Data excerpts -
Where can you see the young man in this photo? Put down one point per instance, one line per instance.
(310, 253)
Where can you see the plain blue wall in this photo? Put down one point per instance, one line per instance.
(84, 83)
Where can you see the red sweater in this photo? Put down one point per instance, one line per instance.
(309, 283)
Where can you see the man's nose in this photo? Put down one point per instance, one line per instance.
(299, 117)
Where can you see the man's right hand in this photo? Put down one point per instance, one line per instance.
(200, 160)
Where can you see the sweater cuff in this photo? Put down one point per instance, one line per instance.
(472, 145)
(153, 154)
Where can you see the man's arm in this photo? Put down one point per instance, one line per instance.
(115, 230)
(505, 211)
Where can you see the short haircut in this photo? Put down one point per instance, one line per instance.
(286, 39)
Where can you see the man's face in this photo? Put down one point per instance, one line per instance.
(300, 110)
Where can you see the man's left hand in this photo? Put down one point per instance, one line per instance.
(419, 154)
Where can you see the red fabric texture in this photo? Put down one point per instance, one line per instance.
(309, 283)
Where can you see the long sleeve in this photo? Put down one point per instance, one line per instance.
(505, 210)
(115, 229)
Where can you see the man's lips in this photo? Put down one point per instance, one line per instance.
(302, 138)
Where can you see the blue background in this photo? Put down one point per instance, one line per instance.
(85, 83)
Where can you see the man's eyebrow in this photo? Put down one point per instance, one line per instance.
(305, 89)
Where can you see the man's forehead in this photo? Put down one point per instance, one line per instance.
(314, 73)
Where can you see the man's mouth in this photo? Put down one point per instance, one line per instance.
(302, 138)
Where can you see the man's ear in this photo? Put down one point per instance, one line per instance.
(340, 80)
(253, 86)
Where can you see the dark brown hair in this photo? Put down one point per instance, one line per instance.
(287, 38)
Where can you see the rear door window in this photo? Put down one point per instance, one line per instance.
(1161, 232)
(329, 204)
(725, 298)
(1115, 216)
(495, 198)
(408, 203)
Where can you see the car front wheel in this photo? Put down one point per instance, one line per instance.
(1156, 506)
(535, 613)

What is expected - Repeat only the lines running from the line that contains "Where can you see the short" through the last line above, inclusive.

The output -
Where can you see the short haircut in this photo? Put down one point per instance, one line per instance.
(286, 39)
Where can you see the man's face in this photo? Put down one point per instance, one line per instance.
(300, 110)
Where can you see the man's left hand in this photo? Put down one point per instance, one line per instance.
(419, 154)
Where can you see the red fabric texture in this photo? Put down one point per instance, one line per instance.
(309, 283)
Where can you see the long sleeve in this photo? Put down one point per instance, one line per instance.
(505, 210)
(115, 229)
Where can you see the man's lips in this photo? Put down one point per instance, one line per instance.
(302, 138)
Where can you see the blue background in this photo? Put down one point per instance, one line per instance.
(85, 83)
Where can you see the man's eyebrow in this photo? Put down one point per instance, one line per instance.
(305, 89)
Where can you see the man's forehead in this photo? Put down one point per instance, one line per instance.
(314, 73)
Where can you see the man's mouth in this photo? Put down one point per instance, one line per instance.
(302, 138)
Where can you see the man's ear in this photo? Put down one point per instance, one line per instance.
(340, 80)
(253, 86)
Where can you see the dark brown hair in this photo? Put down one point per instance, one line per instance.
(287, 38)
Where can you see the rear door window in this photo? Put down one point per instance, one line per instance.
(1161, 232)
(329, 204)
(725, 298)
(1115, 216)
(495, 198)
(408, 203)
Where can you see the car front wheel in this photo? Put down one point per instance, one line per instance.
(1156, 506)
(535, 613)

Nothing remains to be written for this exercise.